::: Data lines
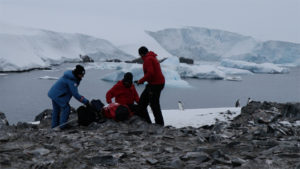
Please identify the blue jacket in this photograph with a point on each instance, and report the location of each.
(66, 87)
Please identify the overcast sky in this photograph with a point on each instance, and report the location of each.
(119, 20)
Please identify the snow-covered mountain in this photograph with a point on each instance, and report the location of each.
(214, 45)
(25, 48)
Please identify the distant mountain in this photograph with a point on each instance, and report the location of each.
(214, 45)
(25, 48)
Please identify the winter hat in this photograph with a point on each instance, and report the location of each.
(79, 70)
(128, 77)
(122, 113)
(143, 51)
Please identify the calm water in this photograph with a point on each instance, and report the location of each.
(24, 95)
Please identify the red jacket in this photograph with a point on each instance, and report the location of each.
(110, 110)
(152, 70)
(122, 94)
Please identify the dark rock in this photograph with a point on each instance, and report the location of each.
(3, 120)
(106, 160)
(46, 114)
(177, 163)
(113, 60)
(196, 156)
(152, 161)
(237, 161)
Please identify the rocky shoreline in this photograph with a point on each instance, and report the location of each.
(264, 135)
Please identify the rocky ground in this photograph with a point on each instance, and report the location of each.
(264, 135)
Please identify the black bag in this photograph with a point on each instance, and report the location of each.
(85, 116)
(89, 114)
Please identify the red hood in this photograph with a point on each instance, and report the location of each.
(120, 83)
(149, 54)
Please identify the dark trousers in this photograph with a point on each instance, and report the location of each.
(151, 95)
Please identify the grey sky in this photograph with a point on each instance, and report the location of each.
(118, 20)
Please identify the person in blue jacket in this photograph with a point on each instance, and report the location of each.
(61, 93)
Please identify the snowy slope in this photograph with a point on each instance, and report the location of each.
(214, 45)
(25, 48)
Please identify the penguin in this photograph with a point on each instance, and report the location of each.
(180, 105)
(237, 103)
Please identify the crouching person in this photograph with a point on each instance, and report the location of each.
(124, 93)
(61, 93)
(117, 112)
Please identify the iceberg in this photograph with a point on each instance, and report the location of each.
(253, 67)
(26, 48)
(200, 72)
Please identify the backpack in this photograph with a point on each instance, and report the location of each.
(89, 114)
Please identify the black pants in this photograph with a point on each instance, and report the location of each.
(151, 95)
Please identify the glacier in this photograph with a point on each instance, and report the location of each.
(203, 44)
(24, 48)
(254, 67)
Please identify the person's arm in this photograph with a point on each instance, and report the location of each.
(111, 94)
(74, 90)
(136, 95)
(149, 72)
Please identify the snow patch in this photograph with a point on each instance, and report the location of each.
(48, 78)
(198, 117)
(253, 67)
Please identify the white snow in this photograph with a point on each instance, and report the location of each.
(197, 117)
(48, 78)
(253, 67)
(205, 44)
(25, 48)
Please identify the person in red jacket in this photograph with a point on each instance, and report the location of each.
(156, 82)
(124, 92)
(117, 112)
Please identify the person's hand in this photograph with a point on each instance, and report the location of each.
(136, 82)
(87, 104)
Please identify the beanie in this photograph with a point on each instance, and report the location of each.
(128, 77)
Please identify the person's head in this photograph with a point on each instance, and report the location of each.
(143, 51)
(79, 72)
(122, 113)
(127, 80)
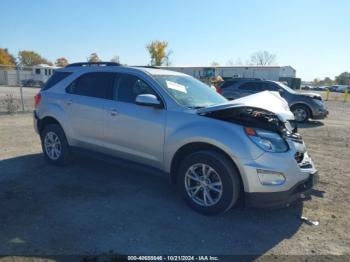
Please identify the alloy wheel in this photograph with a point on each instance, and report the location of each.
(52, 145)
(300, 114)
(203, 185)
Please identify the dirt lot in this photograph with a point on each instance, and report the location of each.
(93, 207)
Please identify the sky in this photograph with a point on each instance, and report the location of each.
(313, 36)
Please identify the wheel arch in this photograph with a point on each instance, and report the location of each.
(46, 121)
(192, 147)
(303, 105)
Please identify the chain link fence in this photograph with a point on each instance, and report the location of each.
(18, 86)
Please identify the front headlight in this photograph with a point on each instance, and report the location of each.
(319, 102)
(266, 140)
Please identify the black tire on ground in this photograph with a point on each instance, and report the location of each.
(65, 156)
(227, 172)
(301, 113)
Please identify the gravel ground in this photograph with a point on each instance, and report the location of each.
::::::
::: Data lines
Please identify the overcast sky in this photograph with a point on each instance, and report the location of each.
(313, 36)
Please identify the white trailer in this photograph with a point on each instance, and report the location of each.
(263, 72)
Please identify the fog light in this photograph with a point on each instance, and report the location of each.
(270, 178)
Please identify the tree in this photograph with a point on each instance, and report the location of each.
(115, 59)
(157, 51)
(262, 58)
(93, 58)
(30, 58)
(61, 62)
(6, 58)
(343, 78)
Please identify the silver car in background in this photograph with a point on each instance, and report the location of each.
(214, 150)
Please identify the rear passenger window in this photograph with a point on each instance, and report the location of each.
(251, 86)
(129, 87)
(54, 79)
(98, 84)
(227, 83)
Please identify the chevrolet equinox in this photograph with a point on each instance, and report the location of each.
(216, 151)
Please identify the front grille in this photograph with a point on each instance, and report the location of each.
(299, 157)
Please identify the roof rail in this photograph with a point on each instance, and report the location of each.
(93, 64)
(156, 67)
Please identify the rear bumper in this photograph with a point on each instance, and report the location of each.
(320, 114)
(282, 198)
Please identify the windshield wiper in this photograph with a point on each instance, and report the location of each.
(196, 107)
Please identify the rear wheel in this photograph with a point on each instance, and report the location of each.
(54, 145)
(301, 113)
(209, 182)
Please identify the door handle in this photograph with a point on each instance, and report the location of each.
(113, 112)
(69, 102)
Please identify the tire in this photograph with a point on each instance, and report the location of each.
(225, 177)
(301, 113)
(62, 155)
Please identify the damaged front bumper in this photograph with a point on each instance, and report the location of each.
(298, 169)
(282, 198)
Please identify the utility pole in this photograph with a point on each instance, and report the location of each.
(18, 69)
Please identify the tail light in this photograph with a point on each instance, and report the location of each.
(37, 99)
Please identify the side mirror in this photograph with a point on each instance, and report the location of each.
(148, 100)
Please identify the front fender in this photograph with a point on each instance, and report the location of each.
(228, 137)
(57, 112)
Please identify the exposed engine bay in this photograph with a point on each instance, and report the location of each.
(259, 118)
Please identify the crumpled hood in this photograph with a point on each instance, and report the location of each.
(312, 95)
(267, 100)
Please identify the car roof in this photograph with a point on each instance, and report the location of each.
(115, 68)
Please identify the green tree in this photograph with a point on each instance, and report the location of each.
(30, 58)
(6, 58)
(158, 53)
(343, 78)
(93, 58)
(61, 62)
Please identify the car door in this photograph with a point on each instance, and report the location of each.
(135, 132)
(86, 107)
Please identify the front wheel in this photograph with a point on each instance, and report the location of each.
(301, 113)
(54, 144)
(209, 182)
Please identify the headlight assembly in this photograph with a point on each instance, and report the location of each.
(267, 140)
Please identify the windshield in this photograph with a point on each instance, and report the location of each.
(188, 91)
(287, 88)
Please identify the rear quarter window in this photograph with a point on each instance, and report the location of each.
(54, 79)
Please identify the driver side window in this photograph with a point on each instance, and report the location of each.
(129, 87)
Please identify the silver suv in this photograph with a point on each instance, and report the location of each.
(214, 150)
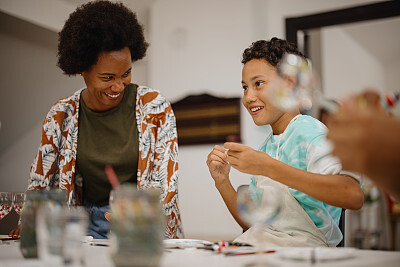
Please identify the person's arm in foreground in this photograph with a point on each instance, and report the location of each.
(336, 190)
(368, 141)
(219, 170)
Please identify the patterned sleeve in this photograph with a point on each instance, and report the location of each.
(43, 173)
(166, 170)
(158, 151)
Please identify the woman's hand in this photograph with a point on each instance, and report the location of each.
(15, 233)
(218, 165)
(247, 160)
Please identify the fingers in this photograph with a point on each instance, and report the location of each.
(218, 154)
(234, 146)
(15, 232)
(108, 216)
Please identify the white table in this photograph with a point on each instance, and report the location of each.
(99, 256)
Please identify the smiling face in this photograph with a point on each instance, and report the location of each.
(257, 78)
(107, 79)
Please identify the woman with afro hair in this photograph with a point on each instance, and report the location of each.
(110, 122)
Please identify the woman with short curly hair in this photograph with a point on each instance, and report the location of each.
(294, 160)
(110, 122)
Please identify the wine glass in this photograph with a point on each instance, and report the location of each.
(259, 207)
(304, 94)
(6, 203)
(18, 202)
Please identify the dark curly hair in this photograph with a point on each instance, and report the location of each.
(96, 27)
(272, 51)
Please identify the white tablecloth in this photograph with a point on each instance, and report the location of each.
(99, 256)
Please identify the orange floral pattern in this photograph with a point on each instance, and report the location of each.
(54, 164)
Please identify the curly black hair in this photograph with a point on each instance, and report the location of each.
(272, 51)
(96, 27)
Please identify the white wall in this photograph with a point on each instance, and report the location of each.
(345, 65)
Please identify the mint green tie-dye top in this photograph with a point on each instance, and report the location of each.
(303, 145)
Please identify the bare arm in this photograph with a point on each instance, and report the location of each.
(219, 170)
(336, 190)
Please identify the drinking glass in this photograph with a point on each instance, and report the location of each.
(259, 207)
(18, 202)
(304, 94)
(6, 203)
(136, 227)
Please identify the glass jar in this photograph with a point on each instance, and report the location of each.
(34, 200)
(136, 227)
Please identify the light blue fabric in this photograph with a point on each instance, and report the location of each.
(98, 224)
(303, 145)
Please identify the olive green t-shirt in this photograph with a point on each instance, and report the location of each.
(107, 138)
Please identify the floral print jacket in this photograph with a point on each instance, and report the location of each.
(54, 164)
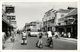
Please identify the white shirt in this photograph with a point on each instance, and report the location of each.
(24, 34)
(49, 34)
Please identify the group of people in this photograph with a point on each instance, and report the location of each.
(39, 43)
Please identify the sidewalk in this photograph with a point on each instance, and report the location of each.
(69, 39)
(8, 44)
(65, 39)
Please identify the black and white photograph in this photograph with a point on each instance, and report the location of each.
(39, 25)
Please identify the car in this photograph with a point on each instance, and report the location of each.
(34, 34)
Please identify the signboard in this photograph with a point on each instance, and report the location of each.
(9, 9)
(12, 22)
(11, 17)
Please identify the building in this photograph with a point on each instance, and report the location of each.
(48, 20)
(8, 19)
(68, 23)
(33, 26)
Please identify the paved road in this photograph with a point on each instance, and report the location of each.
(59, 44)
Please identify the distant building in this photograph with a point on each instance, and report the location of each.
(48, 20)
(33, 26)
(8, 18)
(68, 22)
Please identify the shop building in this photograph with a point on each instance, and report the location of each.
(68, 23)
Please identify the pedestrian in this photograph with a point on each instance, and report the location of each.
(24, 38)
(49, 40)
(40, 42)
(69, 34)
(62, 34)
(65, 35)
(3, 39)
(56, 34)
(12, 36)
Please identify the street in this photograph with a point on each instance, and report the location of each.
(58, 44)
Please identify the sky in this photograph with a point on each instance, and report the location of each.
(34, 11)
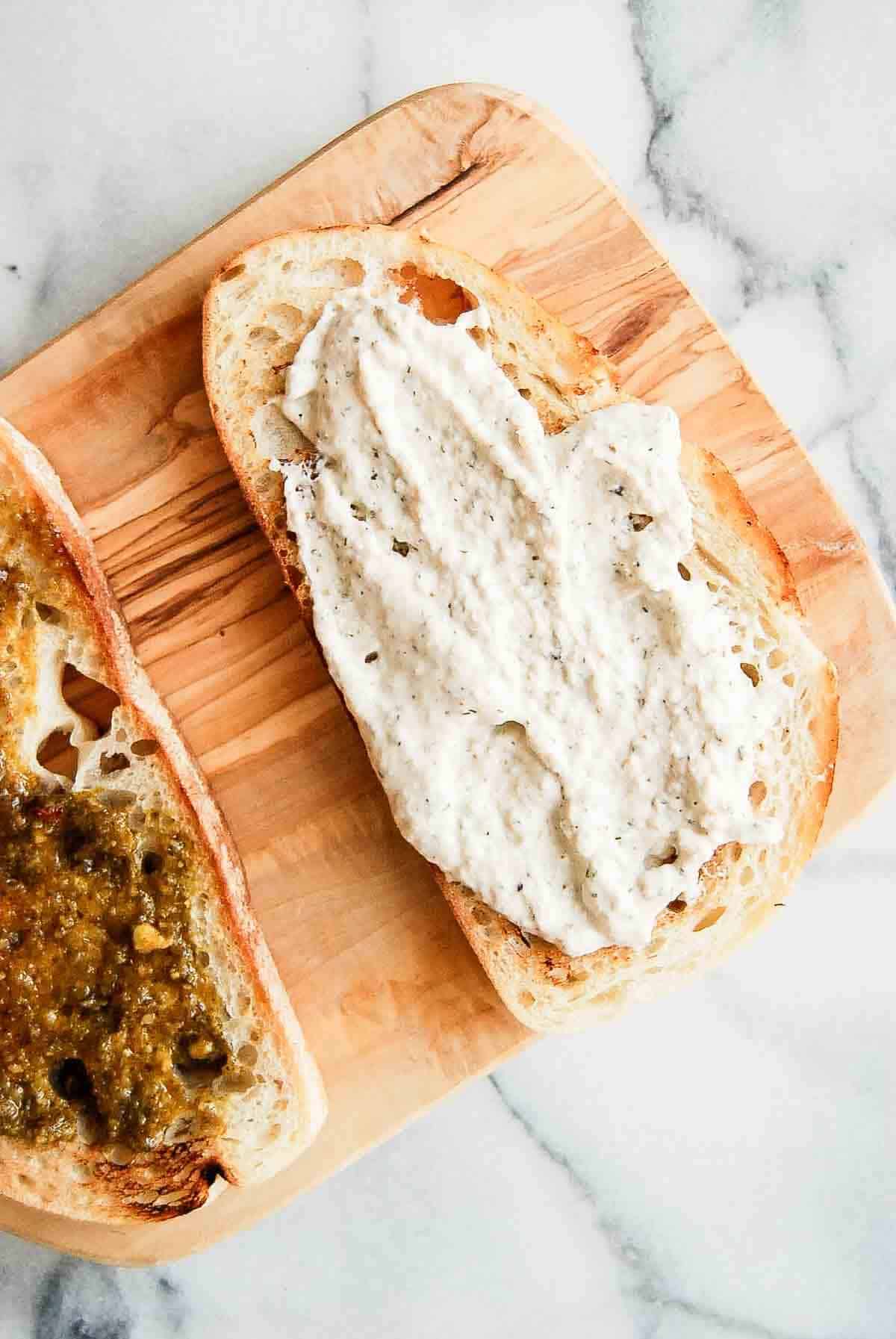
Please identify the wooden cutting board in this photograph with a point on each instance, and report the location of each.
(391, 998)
::::::
Gather each line of the data above that contains the word "distant", and copy those lines word for word.

-- Solution to this problem --
Please identify the distant mountain in this photograph with a point on each instance, and report the location of each.
Please identify the distant building in this photograph with a point on each instance, and report the location of each.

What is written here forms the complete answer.